This chapter describes vision chips that implement only a spatial image processing function, from simple local smoothing operations to more complicated and global object orientation detection. Several different categories can be easily recognized among these vision chips.
A majority of spatial image processing chips, which have been dubbed
silicon retinas, are based on models of the vertebrate retina.
Some of the general characteristics of the vertebrate retina, which
have been given considerable attention, are the adaptation to local
and global light intensity, and edge enhancement. Various models have
been proposed for the form and function of the retina, such as
Laplacian of Gaussian (LOG), Difference of Gaussian (DOG), a direct
derivate of the biharmonic equation, and linear and multiplicative
lateral inhibition. Not surprisingly, the form of the kernel
convolution function in all of these models has a mexican-hat shape
shown in Figure 2.1, though the underlying
mathematical or biological theories may be quite different. Which one of these models can best approximate the
function of the retina is still subject to more experience with these
models and the retina itself.
Figure 2.1: The mexican hat. A generic kernel with different
explanations and models.

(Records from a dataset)
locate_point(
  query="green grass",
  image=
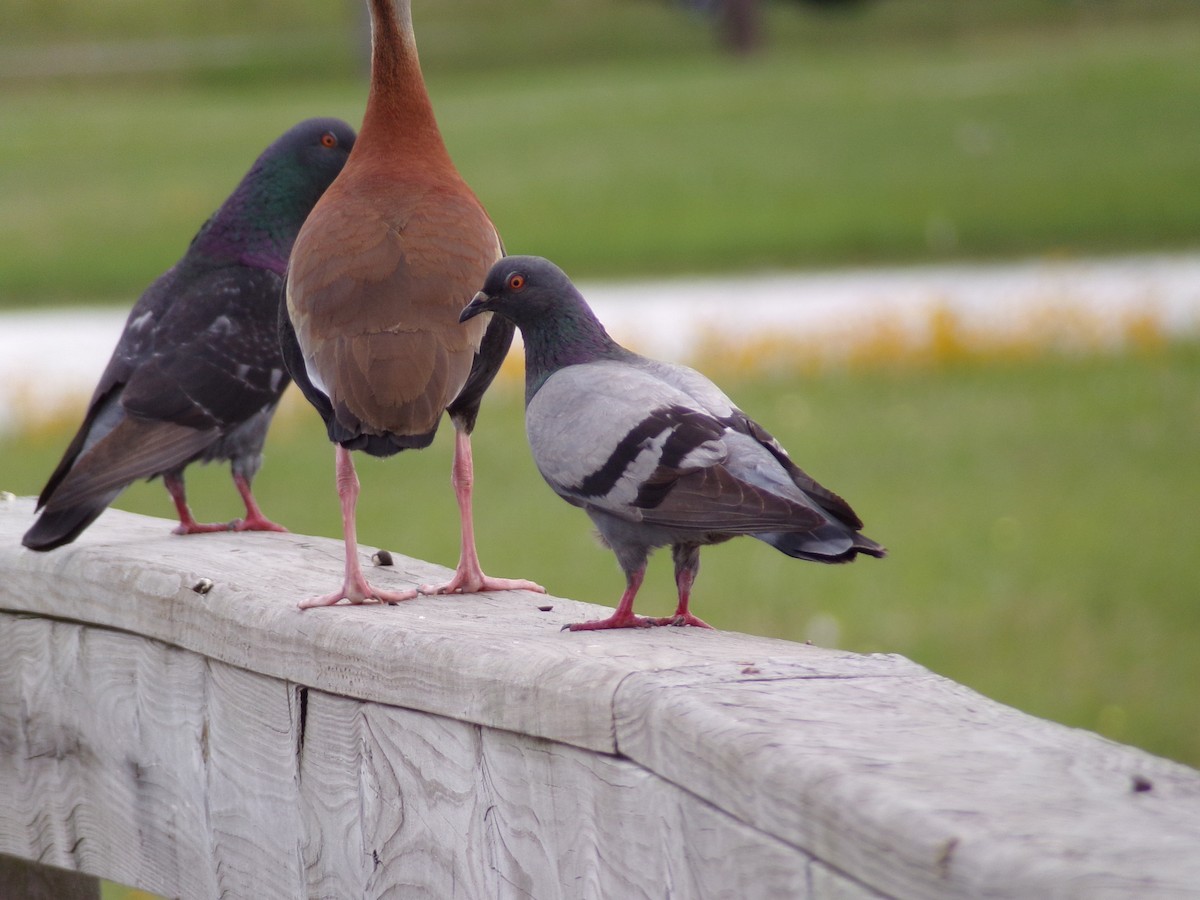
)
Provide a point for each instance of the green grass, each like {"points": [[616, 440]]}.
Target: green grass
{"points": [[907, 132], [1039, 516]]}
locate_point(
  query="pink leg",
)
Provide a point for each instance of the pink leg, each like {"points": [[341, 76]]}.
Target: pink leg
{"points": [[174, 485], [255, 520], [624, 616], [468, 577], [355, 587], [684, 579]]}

==

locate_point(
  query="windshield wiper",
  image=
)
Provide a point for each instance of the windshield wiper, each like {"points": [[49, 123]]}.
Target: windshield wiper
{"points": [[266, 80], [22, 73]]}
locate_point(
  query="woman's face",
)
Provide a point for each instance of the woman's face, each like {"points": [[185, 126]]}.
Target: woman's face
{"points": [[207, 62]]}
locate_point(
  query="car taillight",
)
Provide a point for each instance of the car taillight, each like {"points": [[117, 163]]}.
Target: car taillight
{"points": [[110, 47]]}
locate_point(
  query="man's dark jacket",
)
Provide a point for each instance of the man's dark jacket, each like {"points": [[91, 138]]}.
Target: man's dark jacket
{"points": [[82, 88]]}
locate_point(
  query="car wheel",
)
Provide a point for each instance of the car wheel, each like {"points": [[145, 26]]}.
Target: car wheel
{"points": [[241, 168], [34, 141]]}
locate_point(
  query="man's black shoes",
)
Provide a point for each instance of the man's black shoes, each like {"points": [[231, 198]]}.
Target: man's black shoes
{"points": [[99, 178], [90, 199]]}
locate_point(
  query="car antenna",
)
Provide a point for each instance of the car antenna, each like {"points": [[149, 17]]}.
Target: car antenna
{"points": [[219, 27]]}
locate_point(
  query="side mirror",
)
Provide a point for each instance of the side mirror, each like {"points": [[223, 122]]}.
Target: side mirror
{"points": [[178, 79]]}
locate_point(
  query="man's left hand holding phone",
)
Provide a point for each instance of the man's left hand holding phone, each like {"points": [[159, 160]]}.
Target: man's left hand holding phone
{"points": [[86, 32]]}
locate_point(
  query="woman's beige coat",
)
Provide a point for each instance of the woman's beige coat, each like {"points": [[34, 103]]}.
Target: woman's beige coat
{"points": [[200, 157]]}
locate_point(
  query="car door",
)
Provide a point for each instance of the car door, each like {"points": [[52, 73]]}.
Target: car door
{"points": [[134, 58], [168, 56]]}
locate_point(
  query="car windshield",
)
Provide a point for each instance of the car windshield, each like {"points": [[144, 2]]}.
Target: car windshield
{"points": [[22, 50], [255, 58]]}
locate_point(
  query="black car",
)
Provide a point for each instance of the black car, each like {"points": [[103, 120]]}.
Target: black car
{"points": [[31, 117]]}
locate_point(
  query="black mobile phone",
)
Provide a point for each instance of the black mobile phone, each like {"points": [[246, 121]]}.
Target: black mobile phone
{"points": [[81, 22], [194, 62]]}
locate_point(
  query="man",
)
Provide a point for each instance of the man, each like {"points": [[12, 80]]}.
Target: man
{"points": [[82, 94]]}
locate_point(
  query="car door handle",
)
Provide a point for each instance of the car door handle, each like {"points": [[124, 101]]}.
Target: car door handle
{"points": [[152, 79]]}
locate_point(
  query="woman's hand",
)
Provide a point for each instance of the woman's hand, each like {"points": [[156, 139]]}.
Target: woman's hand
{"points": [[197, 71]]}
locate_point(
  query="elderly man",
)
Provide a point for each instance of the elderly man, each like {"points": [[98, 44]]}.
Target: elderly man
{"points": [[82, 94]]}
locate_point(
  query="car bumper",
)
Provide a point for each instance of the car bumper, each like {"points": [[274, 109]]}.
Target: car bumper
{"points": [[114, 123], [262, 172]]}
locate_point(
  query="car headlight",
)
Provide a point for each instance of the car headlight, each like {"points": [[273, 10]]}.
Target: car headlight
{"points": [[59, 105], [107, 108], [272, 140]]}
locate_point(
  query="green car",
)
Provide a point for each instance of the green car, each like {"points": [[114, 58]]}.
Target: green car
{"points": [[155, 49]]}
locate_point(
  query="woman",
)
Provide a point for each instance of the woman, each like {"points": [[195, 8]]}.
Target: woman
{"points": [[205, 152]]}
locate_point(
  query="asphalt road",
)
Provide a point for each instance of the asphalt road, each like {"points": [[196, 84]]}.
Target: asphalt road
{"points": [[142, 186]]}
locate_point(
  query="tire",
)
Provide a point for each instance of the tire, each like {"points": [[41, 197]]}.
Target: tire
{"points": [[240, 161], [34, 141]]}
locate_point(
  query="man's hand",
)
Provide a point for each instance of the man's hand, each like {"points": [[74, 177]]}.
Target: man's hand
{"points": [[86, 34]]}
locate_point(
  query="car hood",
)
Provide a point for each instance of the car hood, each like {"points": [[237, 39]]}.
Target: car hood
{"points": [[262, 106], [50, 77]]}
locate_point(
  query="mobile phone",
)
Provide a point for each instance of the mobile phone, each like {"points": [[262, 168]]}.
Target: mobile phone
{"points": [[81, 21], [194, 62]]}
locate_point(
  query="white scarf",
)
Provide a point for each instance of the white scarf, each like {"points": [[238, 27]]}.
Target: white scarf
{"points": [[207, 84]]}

**Using the information**
a. Decide whether each statement agrees with the text on vision chips, answering yes or no and quoting the deciding words of that text. (i) Most spatial image processing chips are based on models of the vertebrate retina. (ii) The retina models named in the text all rest on the same mathematical or biological theory. (iii) It has already been settled which of these models best approximates the function of the retina.
b. Transcribe the text on vision chips from "This chapter describes" to "the vertebrate retina.".

**Solutions in order**
a.
(i) Yes: "A majority of spatial image processing chips, which have been dubbed silicon retinas, are based on models of the vertebrate retina."
(ii) No: "though the underlying mathematical or biological theories may be quite different."
(iii) No: "Which one of these models can best approximate the function of the retina is still subject to more experience with these models and the retina itself."

b.
This chapter describes vision chips that implement only a spatial image processing function, from simple local smoothing operations to more complicated and global object orientation detection. Several different categories can be easily recognized among these vision chips.
A majority of spatial image processing chips, which have been dubbed
silicon retinas, are based on models of the vertebrate retina.